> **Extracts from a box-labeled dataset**
— Start —
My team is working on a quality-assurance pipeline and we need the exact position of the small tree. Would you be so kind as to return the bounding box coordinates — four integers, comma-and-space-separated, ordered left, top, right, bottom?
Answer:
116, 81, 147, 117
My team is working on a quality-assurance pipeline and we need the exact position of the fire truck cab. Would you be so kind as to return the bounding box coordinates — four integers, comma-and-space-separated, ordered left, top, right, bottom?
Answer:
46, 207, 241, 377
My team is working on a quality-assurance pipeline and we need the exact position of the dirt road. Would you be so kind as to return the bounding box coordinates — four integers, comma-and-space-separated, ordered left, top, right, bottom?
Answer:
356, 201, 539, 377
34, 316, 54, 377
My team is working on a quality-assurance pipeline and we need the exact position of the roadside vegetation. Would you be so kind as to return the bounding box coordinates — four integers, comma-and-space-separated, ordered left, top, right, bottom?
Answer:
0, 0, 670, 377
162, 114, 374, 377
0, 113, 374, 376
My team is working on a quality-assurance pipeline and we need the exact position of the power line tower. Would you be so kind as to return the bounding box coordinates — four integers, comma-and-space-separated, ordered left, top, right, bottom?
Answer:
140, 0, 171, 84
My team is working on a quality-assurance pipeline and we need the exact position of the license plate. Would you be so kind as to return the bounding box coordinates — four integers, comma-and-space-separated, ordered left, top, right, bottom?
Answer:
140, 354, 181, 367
— End —
Swap every occurrence of "quality-assurance pipeline" for "data-validation workflow" throughout the material above, then reproduce all of it with nothing else altered.

My team is working on a data-validation workflow and we need the exact position of the small tree. Would you be so kind as to return the bounding box coordinates — four integers, comma-and-space-separated, ordered left, top, right, bottom?
Answer:
116, 81, 147, 117
My team is working on a data-validation workflow and we need the exact position of the fire truck cab. Would you be so kind as to return the bounding box coordinates — four integers, comma-and-space-separated, ordered left, top, right, bottom?
Answer:
46, 207, 241, 377
My team is working on a data-validation workflow and we need the exact position of the dirt road. Would you be so kind as to return the bounding box coordinates — four integers, comma-and-space-separated, ordered left, top, right, bottom?
Answer:
356, 201, 539, 377
34, 316, 54, 377
My team is working on a data-validation workflow and we need the exact position of the roadside vegetation. Would you be so kind as to return the bounding box coordinates — four integers, comma-and-space-separated, ordered left, top, right, bottom?
Answer:
0, 0, 670, 377
162, 114, 374, 377
0, 113, 374, 376
My team is working on a data-validation workflow and we need the exact position of the power line tower. Would you be so kind as to return the bounding box coordinates — four integers, comma-and-space-separated, ordered left, top, right, bottom?
Answer:
140, 0, 171, 84
My team is working on a data-validation workflow and we need the exact position of the license plate. Would you be so kind as to return the bounding box coordinates — four integers, comma-and-space-separated, ordered left, top, right, bottom?
Answer:
140, 354, 181, 367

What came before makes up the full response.